Exercise aim: Write the records out again exactly as they read, dropping any picture they hold.

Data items

......

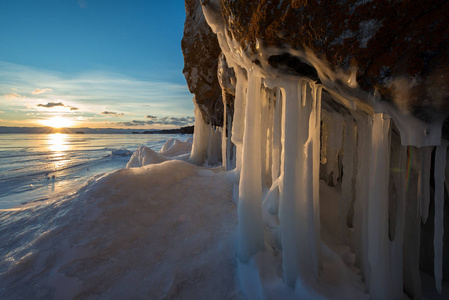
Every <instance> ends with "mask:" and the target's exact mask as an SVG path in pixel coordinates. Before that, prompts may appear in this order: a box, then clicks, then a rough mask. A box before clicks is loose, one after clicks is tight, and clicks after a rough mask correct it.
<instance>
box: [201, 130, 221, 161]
mask: <svg viewBox="0 0 449 300" xmlns="http://www.w3.org/2000/svg"><path fill="white" fill-rule="evenodd" d="M221 139H222V129H221V127H220V128H214V127H212V126H208V138H207V140H208V145H207V156H206V163H205V164H206V165H208V166H216V165H218V164H220V162H221V158H222V154H221V149H222V148H221V142H222V140H221Z"/></svg>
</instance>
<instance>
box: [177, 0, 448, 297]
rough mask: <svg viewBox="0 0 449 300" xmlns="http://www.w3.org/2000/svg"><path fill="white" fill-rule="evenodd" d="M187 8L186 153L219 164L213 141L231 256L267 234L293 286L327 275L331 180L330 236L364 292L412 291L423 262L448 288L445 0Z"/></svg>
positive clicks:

......

Expected answer:
Every <instance> ends with "mask:" and the target's exact mask as an SVG path in pixel coordinates. Before that, prompts may appear in this order: a box, then clicks, then a rough mask. A box before clicks is loose, one after clicks is tight, and clicks after a rough mask correct it.
<instance>
box: [201, 130, 221, 161]
mask: <svg viewBox="0 0 449 300" xmlns="http://www.w3.org/2000/svg"><path fill="white" fill-rule="evenodd" d="M221 139H222V129H221V127H220V128H214V127H212V126H208V138H207V140H208V145H207V156H206V163H205V164H206V165H208V166H216V165H218V164H220V162H221V158H222V154H221V149H222V148H221V142H222V140H221Z"/></svg>
</instance>
<instance>
box: [177, 0, 448, 297]
rough mask: <svg viewBox="0 0 449 300" xmlns="http://www.w3.org/2000/svg"><path fill="white" fill-rule="evenodd" d="M187 8L186 153L219 164L213 141L231 256L267 234L293 286L327 275L331 180L330 236L364 292L412 291L423 262L448 288L445 0Z"/></svg>
positive clicks:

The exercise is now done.